[begin RAW RECORDS]

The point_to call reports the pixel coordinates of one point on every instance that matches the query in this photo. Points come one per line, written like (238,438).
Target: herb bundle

[end RAW RECORDS]
[begin RAW RECORDS]

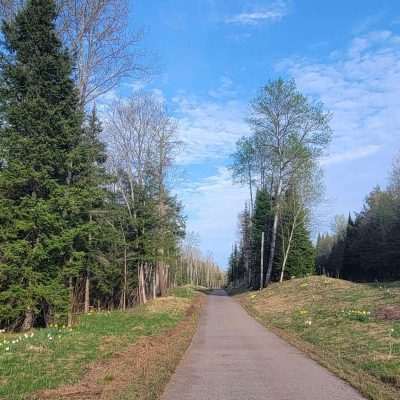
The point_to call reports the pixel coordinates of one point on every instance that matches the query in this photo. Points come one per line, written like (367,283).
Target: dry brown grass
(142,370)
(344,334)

[end RAW RECORDS]
[begin RAW RECORDS]

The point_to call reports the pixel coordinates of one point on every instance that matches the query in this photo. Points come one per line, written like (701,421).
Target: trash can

[end RAW RECORDS]

OBJECTIVE - Rewrite the rows starting at the line containing "written like (701,421)." and ending at the line containing "Target: trash can", changing "trash can" to "garbage bin" and leaving everything else the same.

WRITTEN SOLUTION -
The point_to call reports the pixel coordinates of one point on every instance that matches the query in this photo. Points come one per line, written like (701,421).
Target: garbage bin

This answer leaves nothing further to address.